Instruction —
Copy out all the data below, swapping every "indicate" for "mark" and leaving everything else unchanged. Omit the pictures from your answer.

Extracted data —
━━━━━━━━━━━━━━━━━━━━━━━━━━━━━━

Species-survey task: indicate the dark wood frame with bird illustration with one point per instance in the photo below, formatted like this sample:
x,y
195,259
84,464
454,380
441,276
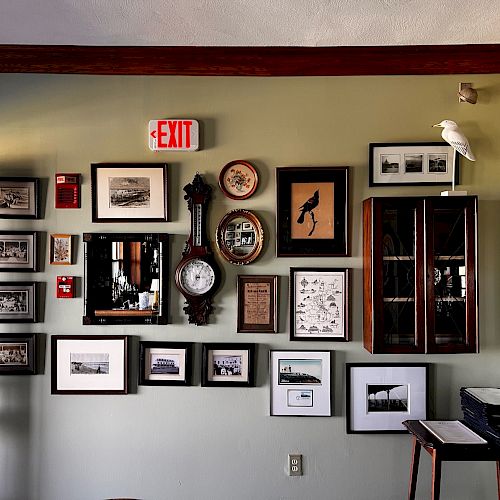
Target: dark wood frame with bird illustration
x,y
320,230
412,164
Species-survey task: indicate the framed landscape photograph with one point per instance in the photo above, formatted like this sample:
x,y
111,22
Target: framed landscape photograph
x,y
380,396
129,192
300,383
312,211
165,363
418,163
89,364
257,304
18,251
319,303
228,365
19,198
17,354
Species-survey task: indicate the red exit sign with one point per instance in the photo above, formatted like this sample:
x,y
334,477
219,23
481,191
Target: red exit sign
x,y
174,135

━━━━━━━━━━━━━━━━━━━━━━━━━━━━━━

The answer —
Species-survey task: mark the dark wood frame with bird illustration with one point per instance in the photo below, formatted like this sample:
x,y
195,259
84,464
454,380
441,276
Target: dark wood frame with bird illustration
x,y
320,230
412,164
Species-survey task: mark the framed landscape photograph with one point per instance in the photo above, formatted like this sample:
x,y
111,22
Target: framed landscape photograph
x,y
380,396
129,192
300,383
312,211
165,363
418,163
89,364
257,304
18,251
319,303
228,365
19,198
17,354
Species-survey task: mark the red exit sign with one point per instance in the photo above, formatted like this sample:
x,y
334,477
219,23
481,191
Target: red exit sign
x,y
174,135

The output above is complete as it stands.